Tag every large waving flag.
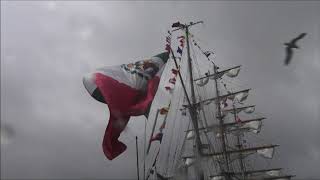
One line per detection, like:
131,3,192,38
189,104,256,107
83,52,169,160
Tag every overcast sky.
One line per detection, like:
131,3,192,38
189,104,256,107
1,1,320,179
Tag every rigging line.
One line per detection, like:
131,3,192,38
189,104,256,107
220,77,248,88
165,77,182,175
143,120,147,179
171,90,182,174
174,118,191,176
195,59,225,173
172,98,188,173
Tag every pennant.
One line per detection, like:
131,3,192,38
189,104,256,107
165,44,171,52
83,52,169,160
159,121,166,132
160,107,169,115
177,47,182,56
171,21,182,28
169,78,177,84
166,36,171,44
171,69,179,75
150,132,163,143
236,116,242,123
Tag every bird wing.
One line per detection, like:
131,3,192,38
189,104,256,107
291,33,307,44
284,47,293,65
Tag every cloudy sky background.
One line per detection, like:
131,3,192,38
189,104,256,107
1,1,320,179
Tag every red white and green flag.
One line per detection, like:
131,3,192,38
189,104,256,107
83,52,169,160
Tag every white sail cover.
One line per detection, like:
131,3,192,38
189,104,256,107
196,77,209,87
234,91,249,102
241,121,262,133
209,72,225,80
226,67,240,78
221,105,255,115
187,131,194,140
211,176,225,180
227,120,262,134
266,170,281,176
243,107,255,114
257,147,274,159
185,158,195,167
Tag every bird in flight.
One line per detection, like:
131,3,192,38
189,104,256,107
284,33,307,65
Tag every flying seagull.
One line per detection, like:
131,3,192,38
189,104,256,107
284,33,307,65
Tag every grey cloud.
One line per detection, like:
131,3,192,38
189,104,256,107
1,1,320,179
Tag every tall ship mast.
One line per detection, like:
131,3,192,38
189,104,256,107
144,21,293,180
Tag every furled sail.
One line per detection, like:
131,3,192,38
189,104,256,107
196,77,209,87
185,158,196,166
226,120,262,134
226,67,240,78
257,147,274,159
187,131,195,140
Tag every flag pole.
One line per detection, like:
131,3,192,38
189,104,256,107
136,136,139,180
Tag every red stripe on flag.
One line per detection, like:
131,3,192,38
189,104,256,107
95,73,160,160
* * *
**Short exercise**
Set out everything from the line containing "Tag every furled sail." down to the last of the lines above as a numbered list, leaving out any blank lines.

**Correct output**
1. Tag every furled sail.
2. One line per detection, like:
3. 131,3,192,38
4. 189,104,256,107
5. 196,77,209,87
6. 185,158,196,166
7. 226,120,262,134
8. 226,67,240,78
9. 257,147,274,159
10. 187,131,195,140
11. Tag every flag pole.
12. One line per detection, like:
13. 131,3,192,38
14. 189,104,256,107
15. 136,136,139,180
16. Tag every red stripe on flag.
17. One line per detection, like:
18. 131,3,192,38
19. 189,104,256,107
20. 95,73,160,160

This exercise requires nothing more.